Copy each of the items below line for line, without changing anything.

____ Extracted records

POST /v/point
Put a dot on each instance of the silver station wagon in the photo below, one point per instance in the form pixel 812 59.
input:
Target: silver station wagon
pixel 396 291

________

Written response:
POST /v/point
Put a dot on each instance of the silver station wagon in the photo below, one point per instance in the form pixel 812 59.
input:
Target: silver station wagon
pixel 396 291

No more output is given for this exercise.